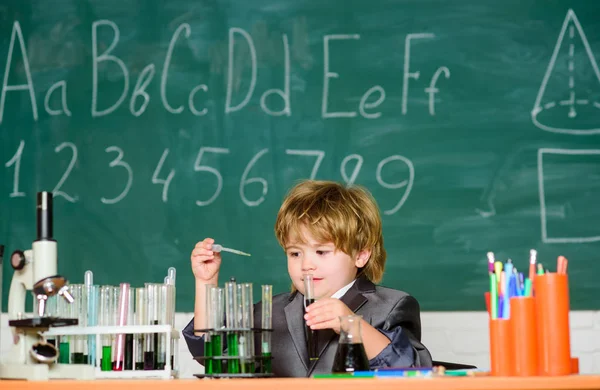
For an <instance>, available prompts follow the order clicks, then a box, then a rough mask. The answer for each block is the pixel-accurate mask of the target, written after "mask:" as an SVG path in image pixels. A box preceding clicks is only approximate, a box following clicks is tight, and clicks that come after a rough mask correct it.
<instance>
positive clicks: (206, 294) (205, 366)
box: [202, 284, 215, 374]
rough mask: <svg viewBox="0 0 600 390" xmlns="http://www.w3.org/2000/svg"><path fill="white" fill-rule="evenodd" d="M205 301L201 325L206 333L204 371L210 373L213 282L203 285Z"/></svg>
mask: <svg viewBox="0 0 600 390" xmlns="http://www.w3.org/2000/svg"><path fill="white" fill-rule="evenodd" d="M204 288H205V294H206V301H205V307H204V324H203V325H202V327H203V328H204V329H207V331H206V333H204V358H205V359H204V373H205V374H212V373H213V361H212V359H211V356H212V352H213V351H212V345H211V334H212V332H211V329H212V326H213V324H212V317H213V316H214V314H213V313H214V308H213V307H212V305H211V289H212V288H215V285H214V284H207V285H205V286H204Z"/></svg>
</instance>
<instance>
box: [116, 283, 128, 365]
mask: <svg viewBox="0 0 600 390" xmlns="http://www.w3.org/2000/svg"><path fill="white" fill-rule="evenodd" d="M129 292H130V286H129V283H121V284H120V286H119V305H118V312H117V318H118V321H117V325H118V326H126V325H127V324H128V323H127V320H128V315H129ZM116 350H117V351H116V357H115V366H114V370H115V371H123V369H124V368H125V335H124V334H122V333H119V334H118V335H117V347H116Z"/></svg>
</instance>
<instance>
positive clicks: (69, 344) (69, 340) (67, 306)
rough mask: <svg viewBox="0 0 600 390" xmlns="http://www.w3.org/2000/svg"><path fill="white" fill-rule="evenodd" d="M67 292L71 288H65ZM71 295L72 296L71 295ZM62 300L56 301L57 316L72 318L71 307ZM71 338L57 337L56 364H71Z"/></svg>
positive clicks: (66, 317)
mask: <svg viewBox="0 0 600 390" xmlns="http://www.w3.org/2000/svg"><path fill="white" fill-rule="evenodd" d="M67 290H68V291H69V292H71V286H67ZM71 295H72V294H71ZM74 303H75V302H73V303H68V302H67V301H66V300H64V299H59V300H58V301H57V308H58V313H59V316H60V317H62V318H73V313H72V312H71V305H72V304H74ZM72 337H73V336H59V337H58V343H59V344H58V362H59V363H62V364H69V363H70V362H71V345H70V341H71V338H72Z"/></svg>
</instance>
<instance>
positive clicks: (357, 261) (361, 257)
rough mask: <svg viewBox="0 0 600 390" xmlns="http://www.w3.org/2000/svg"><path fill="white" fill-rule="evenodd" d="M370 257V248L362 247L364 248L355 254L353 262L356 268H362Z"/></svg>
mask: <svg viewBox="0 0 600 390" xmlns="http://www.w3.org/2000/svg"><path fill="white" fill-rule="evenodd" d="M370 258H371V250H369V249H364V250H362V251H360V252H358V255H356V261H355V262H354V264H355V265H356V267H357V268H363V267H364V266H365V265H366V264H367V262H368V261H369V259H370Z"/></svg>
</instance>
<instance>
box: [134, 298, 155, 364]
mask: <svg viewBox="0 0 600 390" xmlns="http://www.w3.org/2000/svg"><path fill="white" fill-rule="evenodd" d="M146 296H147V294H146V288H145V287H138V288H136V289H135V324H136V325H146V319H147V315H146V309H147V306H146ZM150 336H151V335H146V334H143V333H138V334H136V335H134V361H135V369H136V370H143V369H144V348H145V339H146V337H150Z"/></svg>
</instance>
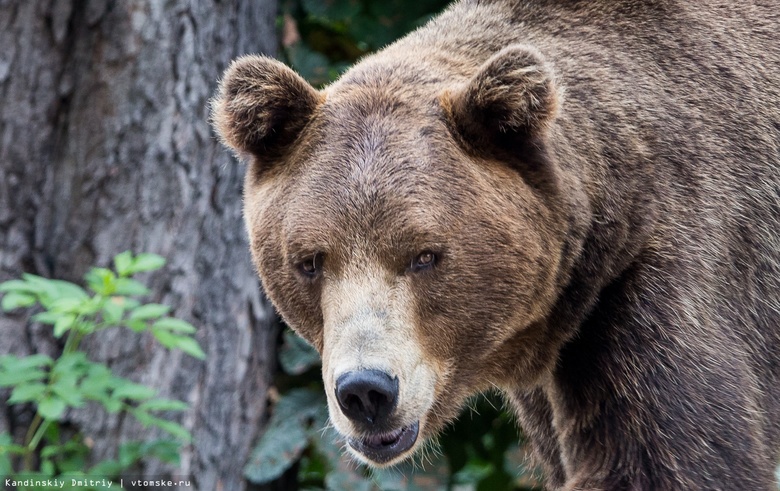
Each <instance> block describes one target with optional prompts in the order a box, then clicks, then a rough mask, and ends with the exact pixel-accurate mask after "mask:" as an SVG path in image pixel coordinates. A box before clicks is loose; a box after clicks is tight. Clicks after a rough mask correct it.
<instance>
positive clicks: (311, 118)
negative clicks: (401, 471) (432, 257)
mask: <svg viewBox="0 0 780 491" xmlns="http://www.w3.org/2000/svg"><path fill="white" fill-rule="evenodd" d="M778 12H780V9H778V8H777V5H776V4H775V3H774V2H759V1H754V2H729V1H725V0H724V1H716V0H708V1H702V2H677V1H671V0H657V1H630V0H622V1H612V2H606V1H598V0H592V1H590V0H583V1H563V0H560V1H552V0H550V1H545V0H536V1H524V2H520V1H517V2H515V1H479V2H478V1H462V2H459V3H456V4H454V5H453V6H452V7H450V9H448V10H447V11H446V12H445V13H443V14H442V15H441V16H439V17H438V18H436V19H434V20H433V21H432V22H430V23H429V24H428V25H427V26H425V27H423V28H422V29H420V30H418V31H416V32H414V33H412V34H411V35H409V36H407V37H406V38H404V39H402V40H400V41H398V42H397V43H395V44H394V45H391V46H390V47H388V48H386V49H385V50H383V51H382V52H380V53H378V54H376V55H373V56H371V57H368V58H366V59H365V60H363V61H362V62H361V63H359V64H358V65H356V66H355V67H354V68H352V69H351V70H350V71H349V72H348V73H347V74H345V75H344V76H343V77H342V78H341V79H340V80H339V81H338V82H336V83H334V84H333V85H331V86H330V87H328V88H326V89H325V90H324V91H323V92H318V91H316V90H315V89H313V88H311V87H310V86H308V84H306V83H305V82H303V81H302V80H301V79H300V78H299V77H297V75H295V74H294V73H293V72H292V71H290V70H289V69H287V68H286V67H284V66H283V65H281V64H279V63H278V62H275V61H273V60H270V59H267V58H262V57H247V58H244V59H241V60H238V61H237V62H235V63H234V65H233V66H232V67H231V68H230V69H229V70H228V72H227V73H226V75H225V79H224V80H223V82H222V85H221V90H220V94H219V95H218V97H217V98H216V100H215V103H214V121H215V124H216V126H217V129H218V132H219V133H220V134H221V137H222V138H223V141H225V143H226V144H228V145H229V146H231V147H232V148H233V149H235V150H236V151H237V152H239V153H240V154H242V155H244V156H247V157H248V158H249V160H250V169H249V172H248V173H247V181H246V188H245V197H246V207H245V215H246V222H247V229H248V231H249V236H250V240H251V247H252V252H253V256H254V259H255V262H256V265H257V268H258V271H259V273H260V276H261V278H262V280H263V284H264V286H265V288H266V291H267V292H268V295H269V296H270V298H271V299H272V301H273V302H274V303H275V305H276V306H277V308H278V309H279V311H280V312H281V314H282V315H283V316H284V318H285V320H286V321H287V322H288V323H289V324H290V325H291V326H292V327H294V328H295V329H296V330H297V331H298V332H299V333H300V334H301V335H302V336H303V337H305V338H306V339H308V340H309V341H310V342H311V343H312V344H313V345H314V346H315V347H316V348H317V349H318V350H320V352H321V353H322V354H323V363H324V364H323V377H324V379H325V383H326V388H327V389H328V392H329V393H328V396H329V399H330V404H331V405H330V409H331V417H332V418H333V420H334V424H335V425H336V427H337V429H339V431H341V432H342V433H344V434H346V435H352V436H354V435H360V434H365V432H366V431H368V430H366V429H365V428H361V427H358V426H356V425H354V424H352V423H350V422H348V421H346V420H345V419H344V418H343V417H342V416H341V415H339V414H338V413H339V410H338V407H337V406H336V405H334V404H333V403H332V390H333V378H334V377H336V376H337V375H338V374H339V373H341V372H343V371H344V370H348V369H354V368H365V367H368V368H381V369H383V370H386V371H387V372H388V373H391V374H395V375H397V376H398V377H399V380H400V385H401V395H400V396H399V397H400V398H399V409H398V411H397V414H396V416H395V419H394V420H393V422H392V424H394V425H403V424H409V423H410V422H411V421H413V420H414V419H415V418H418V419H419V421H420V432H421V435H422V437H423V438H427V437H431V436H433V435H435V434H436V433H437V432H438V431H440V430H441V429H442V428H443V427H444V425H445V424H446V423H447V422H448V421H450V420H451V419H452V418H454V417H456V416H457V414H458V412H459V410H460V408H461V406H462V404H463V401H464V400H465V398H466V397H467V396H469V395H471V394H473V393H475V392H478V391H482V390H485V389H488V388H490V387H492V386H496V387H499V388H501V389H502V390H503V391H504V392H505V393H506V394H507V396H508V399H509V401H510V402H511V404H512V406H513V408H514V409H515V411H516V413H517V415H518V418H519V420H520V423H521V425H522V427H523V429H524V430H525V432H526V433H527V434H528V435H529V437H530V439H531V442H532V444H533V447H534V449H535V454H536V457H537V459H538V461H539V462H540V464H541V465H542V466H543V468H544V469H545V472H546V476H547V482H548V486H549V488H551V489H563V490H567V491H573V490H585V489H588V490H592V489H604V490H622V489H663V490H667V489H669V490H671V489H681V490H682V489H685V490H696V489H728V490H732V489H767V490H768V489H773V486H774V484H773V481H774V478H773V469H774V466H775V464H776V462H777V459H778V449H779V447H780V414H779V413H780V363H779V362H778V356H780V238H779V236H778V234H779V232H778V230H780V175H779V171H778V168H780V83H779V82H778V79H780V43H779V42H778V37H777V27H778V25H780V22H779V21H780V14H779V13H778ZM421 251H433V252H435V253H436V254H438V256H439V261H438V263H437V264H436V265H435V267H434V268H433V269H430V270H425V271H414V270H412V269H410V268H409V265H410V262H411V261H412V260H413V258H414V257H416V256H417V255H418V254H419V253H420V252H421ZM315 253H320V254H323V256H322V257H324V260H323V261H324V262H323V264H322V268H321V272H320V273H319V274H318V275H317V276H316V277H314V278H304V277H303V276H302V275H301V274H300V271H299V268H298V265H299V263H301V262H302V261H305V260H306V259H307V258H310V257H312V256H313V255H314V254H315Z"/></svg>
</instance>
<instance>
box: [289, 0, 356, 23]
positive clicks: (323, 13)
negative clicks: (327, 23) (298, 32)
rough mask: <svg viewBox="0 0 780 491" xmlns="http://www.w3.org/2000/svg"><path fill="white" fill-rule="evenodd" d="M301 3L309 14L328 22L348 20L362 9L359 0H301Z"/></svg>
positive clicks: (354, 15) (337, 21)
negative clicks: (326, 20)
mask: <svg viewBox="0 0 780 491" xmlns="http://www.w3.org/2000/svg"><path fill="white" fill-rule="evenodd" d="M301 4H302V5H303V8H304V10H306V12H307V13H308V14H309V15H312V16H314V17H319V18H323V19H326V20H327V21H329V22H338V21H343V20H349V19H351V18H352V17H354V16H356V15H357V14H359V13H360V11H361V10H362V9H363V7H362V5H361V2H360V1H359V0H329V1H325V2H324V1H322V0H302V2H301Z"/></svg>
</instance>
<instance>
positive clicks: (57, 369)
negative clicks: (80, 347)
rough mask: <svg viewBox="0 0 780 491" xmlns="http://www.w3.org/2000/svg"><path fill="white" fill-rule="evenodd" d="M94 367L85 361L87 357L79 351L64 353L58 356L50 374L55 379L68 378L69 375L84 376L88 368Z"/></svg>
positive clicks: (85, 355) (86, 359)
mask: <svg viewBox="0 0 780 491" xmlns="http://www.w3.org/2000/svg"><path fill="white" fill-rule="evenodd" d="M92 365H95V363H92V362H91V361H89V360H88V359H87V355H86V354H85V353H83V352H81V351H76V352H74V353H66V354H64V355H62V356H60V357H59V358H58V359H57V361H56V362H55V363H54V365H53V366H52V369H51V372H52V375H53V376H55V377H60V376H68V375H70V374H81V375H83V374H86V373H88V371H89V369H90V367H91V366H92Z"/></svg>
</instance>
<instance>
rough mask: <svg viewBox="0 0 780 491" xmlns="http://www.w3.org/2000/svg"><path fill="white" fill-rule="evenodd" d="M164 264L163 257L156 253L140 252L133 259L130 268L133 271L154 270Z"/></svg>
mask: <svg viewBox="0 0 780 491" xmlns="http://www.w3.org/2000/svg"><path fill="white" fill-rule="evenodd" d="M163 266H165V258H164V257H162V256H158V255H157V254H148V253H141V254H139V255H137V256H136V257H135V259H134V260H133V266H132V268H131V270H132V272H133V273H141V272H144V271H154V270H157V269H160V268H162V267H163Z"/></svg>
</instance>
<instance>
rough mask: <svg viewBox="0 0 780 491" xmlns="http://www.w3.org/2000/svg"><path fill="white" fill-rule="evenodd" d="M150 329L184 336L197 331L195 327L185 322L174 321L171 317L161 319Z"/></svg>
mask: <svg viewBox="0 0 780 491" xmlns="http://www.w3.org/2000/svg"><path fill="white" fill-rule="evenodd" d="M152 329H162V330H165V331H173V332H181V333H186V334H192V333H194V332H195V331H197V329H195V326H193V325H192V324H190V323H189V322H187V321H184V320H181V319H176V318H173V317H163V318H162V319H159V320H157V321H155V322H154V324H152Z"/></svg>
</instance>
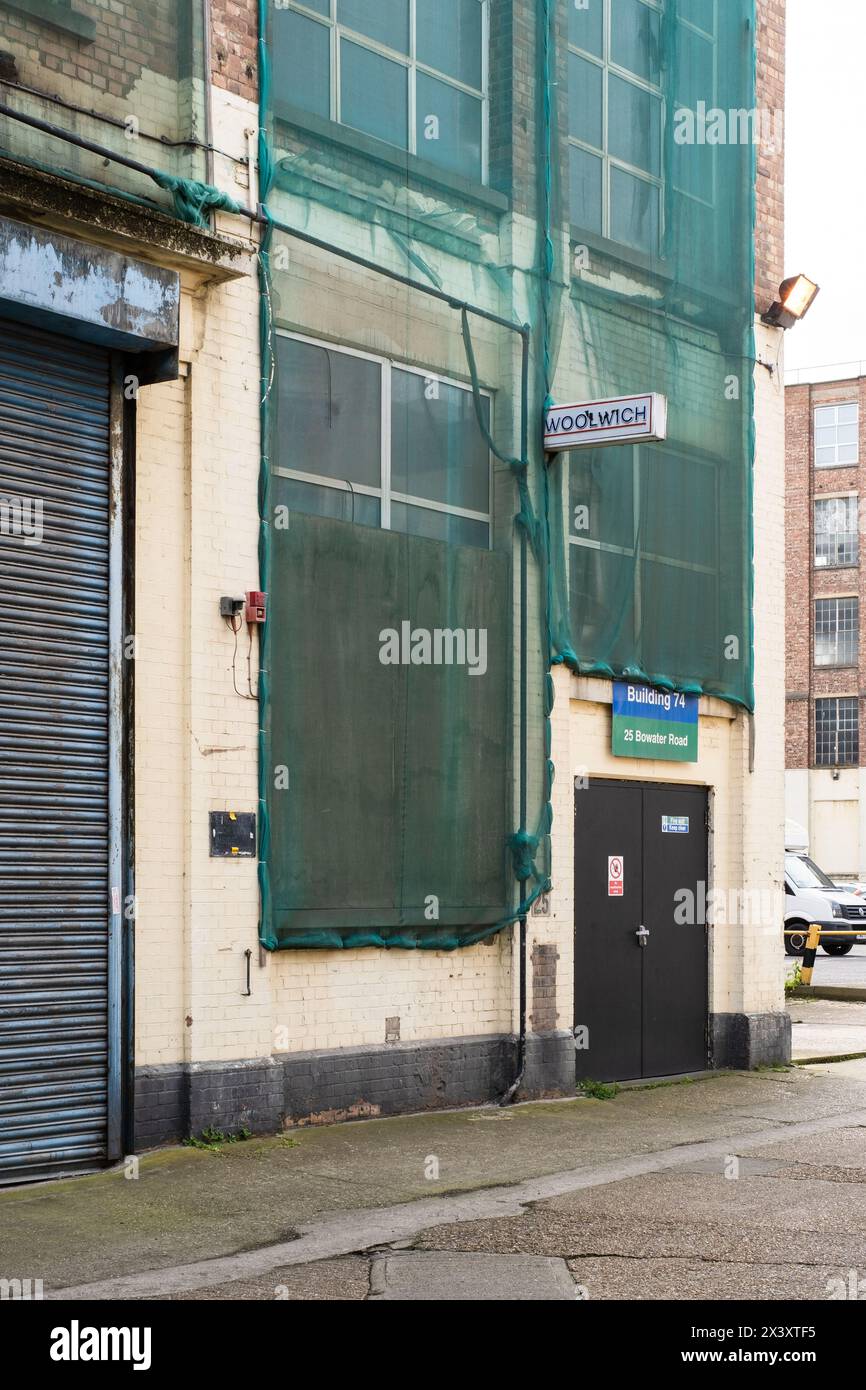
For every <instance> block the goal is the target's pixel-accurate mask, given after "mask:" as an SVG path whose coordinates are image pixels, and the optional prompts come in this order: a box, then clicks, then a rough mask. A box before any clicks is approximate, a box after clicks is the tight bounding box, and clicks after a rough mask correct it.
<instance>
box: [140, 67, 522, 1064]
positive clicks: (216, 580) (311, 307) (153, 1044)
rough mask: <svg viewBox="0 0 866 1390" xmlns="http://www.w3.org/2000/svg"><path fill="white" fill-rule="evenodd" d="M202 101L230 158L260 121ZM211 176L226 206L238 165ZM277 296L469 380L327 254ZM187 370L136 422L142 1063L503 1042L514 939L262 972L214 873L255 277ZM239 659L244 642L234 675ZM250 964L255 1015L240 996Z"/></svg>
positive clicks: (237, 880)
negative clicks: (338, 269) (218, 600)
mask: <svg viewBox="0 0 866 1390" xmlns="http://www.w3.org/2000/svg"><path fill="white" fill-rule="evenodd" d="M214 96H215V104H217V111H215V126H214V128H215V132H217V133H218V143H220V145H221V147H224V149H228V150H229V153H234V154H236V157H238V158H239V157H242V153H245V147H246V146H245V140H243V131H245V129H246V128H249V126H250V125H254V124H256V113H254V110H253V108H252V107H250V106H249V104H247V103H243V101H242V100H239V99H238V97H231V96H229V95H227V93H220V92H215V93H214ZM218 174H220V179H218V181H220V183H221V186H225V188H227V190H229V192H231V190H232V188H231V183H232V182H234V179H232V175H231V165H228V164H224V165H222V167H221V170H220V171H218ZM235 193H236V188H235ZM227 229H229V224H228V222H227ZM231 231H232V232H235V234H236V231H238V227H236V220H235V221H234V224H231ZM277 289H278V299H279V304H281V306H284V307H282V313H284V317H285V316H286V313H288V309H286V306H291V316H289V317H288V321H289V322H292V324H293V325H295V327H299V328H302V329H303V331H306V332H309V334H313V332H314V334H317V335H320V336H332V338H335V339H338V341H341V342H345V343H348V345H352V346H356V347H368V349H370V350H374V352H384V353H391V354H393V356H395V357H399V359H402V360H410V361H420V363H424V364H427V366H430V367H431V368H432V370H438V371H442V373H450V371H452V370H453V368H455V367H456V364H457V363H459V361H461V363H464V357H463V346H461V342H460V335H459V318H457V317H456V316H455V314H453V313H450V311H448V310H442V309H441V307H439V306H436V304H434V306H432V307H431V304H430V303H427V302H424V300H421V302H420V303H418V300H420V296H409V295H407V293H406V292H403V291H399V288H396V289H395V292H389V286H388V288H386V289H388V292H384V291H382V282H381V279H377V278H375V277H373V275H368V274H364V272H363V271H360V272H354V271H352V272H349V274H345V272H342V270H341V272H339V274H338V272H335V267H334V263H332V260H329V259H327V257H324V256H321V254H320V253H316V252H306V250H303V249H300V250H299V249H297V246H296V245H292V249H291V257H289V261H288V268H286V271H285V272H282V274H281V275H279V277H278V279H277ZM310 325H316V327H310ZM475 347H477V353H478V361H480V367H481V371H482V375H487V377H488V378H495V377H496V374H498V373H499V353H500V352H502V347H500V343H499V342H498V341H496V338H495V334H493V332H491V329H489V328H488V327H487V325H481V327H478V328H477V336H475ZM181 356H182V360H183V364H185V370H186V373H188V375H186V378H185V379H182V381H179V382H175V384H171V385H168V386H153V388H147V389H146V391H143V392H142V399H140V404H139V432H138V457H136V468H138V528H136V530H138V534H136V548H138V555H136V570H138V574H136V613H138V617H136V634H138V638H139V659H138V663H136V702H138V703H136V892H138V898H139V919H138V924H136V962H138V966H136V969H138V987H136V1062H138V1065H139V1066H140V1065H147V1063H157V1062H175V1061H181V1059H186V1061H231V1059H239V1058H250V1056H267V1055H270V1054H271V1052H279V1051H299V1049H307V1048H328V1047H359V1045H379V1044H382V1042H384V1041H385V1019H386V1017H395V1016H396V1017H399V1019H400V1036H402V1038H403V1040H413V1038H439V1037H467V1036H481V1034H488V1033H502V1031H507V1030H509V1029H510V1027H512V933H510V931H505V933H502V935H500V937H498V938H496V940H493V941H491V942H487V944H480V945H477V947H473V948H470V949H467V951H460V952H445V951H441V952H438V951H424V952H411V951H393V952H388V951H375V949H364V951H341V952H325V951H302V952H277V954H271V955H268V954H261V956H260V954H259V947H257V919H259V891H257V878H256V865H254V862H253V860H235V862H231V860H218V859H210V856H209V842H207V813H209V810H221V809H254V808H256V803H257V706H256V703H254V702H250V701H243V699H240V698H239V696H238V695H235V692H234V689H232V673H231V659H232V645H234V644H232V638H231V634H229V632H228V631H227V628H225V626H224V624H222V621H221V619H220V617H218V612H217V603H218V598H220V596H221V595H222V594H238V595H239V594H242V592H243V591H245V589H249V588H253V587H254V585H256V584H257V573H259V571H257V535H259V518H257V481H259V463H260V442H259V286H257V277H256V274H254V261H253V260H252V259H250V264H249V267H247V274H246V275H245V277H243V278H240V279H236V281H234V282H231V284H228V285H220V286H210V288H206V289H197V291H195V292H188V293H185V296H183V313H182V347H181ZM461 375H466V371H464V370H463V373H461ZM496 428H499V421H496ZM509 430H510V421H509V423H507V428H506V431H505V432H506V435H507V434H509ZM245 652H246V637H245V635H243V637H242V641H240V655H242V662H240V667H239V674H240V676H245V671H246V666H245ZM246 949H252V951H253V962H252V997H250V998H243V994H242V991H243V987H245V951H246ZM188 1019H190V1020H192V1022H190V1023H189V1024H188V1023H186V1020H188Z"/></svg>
==*==
Problem statement:
All lines of the material that contain the string "optional" are to be copied.

Reply:
Each <instance> block describes one target with optional prompts in the order a box, then clicks, then a rough mask, and ends with the exact pixel-accurate mask after "mask:" as an SVG path in image pixel coordinates. A box before clicks is loose; a box after clicks is tight. Clicks after a rough mask correct it.
For every <instance> block the goal is the target's pixel-accurate mask, given after "mask:" as an SVG path whose coordinates are image pixels, and the optional prompts come in this order: a box, then clicks, then a rough mask. A box before any clicks is approximate, a box after clicks is the tight bounding box, and clicks after a rough mask correct it.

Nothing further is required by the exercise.